- [WORK TO DO] Give the lines from the line with "I was wondering if you could find the framed" to the line with "[0,275,118,319]" again, swapping "I was wondering if you could find" for "Could you locate" and changing nothing else.

====== GIVEN INFORMATION

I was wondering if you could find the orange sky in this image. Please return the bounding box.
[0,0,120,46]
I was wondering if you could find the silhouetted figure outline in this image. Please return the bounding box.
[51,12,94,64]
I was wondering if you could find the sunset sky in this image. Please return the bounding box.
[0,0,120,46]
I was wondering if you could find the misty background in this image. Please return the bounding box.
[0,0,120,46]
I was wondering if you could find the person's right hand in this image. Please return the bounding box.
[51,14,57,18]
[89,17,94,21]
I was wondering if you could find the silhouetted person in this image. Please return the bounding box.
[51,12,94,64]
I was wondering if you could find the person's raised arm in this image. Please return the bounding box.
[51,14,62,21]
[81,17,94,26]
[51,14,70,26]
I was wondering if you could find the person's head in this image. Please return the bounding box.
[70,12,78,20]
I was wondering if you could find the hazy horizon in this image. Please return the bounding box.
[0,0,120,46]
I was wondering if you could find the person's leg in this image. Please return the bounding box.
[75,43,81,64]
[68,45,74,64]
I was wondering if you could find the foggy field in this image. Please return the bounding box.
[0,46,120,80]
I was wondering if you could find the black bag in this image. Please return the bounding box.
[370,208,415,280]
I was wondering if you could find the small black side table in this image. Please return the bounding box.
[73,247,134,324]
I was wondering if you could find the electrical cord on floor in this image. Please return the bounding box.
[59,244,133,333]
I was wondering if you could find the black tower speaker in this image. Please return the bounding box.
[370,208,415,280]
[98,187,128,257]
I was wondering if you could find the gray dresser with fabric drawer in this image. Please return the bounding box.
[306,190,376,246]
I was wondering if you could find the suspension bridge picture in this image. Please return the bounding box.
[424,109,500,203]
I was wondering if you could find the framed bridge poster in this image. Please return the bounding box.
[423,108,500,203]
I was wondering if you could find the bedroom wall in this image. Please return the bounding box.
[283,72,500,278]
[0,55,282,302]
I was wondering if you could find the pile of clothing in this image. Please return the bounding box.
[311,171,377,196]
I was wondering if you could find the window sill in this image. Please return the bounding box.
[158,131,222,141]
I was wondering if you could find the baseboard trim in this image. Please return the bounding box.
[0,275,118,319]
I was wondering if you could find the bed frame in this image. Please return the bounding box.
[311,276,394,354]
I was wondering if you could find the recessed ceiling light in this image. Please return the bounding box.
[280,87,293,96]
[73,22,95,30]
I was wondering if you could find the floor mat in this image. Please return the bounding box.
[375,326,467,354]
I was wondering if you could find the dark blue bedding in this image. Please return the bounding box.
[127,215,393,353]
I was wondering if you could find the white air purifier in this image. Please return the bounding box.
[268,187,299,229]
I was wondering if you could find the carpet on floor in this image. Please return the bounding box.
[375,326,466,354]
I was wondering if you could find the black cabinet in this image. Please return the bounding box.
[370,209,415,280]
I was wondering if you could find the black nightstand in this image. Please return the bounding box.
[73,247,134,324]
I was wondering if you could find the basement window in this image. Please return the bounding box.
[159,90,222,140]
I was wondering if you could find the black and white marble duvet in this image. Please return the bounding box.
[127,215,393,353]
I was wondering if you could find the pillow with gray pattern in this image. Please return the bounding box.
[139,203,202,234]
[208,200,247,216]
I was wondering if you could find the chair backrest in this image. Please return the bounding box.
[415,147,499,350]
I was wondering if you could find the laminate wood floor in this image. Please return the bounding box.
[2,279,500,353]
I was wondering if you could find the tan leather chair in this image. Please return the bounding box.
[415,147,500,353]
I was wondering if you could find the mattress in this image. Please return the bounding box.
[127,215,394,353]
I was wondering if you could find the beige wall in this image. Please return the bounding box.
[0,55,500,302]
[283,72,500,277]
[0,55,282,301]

============

- [OUTPUT BELOW]
Could you locate the framed bridge poster in this image. Please return the bounding box.
[423,108,500,203]
Could you locate the bedroom wall in this image. Please return the bounding box.
[283,72,500,278]
[0,55,282,302]
Could you locate the pile of clothing in this image. Please return the bounding box.
[311,171,377,196]
Could you locate the window sill in this image. Please return the bounding box.
[158,131,222,141]
Could you locate the baseboard trim in this image. Please return the bounding box.
[0,275,118,319]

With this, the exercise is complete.